[Prompt A]
Answer these questions from the text on ventricular aneurysm:
(i) Which ventricle is most commonly involved?
(ii) In approximately what percentage of acute myocardial infarctions did this form of aneurysm develop in the past?
(iii) How do small aneurysms tend to present?
[Prompt B]
Return, word for word, everything in the ventricular aneurysm text from "In the past, this" down to "type of disease.".
[Prompt C]
Resume the text on ventricular aneurysm from the point at which it stops.

[Text]
# # # # #
Ventricular aneurysm: how to recognise it?

A ventricular aneurysm is a district dilatation of a portion of the ventricular wall, made up of fibrous tissue. In simpler terms, it is a pathological situation characterised by the fact that part of the heart muscle is replaced by a scar

As one of the most dreaded complications of a heart attack, it is necessary to be able to recognise the signs and immediately contact a specialist for the most appropriate treatment.

The causes of ventricular aneurysm: how it manifests itself

In the western world, the most common form of ventricular aneurysm is the ischaemic form and is one of the worst complications of myocardial infarction, which is not properly treated.

The most common is the one involving the left ventricle.

In the past, this form of aneurysm developed in approximately 10-30% of acute myocardial infarctions; today, its prevalence seems to have decreased, thanks to improvements in the treatment of patients with this type of disease.

If not properly treated, the infarction can cause extensive scar formation in the heart tissue and, over time, give rise to a tissue called dyskinetic tissue.

The heart wall extends beyond the profile of the heart, creating, systole after systole, a deformation of its shape.

The presence of the aneurysm thus gives rise to an alteration in the curvature and thickness of the ventricle, which thins, leading to remodelling and an alteration in ventricular performance.

Symptoms of ventricular aneurysm

Small aneurysms tend to be asymptomatic.

If the scar tissue is larger, the most common symptoms that develop are:

  • asthenia;
  • dyspnoea;
  • chest pain;
  • palpitations;
  • syncope.

What are the consequences of ventricular aneurysm

The most frequent complications are

  • hyperkinetic ventricular arrhythmias;
  • heart failure;
  • cardiac tamponade;
  • systemic thromboembolism (in a small percentage).
# # # # #
[Point localization data]
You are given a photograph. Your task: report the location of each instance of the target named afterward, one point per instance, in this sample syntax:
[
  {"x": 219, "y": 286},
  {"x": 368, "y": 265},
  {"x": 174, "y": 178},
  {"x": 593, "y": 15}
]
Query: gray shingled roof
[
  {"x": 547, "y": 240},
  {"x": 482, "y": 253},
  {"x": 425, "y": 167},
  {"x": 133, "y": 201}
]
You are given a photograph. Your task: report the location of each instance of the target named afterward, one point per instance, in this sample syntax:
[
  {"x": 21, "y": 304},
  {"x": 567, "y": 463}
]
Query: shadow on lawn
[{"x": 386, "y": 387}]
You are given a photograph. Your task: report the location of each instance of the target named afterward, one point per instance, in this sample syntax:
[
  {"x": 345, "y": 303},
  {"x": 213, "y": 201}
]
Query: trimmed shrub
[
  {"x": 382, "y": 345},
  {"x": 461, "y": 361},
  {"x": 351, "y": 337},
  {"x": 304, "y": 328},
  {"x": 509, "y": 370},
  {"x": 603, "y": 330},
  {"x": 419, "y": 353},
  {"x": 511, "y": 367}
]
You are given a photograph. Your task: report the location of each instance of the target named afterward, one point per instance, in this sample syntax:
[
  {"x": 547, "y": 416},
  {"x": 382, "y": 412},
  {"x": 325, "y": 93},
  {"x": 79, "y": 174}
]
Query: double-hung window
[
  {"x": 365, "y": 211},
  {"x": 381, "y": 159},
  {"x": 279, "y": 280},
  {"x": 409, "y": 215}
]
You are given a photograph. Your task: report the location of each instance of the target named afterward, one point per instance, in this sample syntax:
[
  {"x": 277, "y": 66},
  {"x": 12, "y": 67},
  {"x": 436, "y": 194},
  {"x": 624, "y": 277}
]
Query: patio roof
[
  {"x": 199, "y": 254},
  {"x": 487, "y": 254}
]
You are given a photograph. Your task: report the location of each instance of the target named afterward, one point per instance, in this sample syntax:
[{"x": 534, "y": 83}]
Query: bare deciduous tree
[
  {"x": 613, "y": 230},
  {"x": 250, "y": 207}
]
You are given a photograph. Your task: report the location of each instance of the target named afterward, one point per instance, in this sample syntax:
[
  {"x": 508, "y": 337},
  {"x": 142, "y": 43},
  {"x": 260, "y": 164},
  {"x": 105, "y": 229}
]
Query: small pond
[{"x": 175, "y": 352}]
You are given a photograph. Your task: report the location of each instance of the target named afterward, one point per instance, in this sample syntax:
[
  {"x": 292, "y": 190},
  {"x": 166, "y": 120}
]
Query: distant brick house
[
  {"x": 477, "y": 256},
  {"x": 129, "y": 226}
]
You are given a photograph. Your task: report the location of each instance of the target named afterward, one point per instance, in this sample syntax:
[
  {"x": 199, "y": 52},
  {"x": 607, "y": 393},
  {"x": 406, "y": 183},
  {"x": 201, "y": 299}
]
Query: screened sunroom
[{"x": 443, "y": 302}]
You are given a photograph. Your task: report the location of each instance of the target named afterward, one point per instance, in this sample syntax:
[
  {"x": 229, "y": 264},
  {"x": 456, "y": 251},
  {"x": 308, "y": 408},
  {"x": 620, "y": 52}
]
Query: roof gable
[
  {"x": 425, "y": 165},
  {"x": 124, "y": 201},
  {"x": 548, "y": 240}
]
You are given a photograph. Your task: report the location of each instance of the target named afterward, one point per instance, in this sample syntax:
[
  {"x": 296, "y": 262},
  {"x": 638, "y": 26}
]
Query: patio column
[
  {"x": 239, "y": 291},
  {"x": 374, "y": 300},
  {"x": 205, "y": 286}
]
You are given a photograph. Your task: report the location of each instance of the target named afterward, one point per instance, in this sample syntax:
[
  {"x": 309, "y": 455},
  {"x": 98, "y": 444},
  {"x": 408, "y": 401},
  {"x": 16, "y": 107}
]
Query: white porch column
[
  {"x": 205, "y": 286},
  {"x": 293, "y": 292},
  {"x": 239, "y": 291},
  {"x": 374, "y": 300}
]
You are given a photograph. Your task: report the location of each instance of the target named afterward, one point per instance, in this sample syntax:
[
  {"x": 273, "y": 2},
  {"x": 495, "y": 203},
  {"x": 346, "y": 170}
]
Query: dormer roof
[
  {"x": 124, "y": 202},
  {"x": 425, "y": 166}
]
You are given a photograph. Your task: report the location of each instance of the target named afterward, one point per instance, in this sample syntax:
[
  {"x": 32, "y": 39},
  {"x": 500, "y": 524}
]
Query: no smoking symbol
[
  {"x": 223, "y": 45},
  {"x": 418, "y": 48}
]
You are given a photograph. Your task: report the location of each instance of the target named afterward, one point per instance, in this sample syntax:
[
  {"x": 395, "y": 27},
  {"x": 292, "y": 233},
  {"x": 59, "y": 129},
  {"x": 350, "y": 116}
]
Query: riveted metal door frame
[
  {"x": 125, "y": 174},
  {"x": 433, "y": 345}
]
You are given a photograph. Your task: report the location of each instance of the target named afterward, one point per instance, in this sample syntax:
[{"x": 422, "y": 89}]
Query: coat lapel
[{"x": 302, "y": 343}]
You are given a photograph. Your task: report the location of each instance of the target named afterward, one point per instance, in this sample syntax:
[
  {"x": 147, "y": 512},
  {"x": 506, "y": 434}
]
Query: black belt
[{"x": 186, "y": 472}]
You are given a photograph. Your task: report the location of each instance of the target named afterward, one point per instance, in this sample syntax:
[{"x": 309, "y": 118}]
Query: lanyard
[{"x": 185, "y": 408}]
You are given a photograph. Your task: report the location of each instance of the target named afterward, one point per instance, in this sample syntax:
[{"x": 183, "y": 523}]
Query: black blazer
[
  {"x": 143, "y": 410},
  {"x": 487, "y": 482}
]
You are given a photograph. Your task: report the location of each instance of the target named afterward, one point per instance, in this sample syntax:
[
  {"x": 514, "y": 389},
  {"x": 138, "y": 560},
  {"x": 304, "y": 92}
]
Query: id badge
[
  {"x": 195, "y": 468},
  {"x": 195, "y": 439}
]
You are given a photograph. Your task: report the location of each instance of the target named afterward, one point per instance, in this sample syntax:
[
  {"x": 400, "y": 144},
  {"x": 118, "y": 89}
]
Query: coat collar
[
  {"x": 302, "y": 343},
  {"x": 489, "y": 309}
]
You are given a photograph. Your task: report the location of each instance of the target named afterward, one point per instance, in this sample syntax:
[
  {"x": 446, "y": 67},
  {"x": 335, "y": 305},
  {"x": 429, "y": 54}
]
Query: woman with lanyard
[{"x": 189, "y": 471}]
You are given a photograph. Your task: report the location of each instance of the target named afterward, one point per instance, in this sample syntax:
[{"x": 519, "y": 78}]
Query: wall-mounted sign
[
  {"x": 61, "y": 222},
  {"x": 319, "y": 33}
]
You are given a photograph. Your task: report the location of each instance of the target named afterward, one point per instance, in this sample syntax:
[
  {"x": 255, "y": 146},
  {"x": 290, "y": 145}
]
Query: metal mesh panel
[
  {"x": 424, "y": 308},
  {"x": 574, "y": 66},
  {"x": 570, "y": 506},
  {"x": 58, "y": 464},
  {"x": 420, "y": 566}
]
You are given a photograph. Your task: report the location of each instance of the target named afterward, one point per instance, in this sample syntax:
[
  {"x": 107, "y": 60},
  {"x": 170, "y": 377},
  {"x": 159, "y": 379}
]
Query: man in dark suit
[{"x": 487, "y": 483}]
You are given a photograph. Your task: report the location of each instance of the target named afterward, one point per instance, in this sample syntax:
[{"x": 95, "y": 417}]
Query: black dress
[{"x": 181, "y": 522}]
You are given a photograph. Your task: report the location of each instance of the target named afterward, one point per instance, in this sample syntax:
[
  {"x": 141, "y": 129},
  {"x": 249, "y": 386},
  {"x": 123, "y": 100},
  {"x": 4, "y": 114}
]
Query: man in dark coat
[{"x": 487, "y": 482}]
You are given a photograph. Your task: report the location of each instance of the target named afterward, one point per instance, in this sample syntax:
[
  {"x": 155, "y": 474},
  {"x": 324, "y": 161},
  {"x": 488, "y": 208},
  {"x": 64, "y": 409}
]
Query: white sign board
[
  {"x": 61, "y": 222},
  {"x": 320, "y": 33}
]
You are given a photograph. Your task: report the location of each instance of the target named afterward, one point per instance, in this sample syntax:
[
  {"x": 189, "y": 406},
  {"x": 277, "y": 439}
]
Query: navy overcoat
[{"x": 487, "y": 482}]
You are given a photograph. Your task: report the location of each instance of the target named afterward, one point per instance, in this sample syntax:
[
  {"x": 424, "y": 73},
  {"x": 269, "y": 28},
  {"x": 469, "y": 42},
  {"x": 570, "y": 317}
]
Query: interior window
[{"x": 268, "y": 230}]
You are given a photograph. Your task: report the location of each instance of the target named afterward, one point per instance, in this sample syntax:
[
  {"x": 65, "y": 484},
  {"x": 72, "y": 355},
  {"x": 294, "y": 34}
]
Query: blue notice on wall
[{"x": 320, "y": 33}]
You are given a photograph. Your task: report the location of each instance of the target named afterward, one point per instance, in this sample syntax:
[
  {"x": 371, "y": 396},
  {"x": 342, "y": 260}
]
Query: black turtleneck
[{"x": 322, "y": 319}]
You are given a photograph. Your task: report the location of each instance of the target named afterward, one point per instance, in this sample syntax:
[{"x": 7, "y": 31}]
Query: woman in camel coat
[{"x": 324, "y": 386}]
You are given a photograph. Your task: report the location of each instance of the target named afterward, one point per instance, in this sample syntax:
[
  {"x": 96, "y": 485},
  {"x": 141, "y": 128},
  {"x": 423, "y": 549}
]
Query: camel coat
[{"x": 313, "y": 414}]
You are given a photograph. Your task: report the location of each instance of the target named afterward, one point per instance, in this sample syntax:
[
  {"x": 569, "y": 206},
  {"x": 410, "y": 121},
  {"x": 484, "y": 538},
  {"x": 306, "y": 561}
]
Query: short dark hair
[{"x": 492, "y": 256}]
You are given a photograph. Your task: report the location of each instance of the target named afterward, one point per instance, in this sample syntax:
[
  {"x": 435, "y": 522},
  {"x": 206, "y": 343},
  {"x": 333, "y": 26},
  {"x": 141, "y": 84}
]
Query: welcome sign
# # # # #
[Answer section A]
(i) The left ventricle.
(ii) Approximately 10-30%.
(iii) They tend to be asymptomatic.

[Answer section B]
In the past, this form of aneurysm developed in approximately 10-30% of acute myocardial infarctions; today, its prevalence seems to have decreased, thanks to improvements in the treatment of patients with this type of disease.

[Answer section C]
How to diagnose a ventricular aneurysm

The diagnostic tools most commonly used in the diagnosis of ventricular aneurysm are:

  • anamnesis and study of previous infarct documentation;
  • colordoppler echocardiography;
  • magnetic resonance imaging with cardiac contrast medium, which makes it possible to identify the aneurysm, the limits between the scar and healthy muscle and thus assess its extent;
  • ventriculography, which makes it possible to highlight areas of akinesia and dyskinesia and the presence of thrombi within the aneurysm;
  • arrhythmological evaluation.

How to treat a left ventricular aneurysm

For small aneurysms and asymptomatic aneurysms, it is possible to proceed with only monitoring over time, with a 5-year survival rate of 90%.

The treatment of left ventricular aneurysms can be medical or surgical.

Medical therapy aims at treating the symptoms and preventing complications of the pathology.

Surgery is the strategy of choice for the treatment of ventricular aneurysms that are symptomatic or jeopardise heart function over time: it is effective in improving cardiac performance and increases patients’ life expectancy.

The indication for cardiac surgery is based on:

  • size of the aneurysm
  • expansion over time;
  • association with persistent angina, refractory heart failure, thromboembolism or major arrhythmias.

The close collaboration with the imaging cardiologist and electrophysiology cardiologists, who study the electrical dysfunctions of the heart, makes it possible to finalise efforts towards an optimal success of the intervention.

The approach I use the most is that of extracorporeal circulation and beating-heart surgery, which excludes the scarred areas, reconnecting the functioning areas of the heart muscle and restoring the original conical shape of the heart.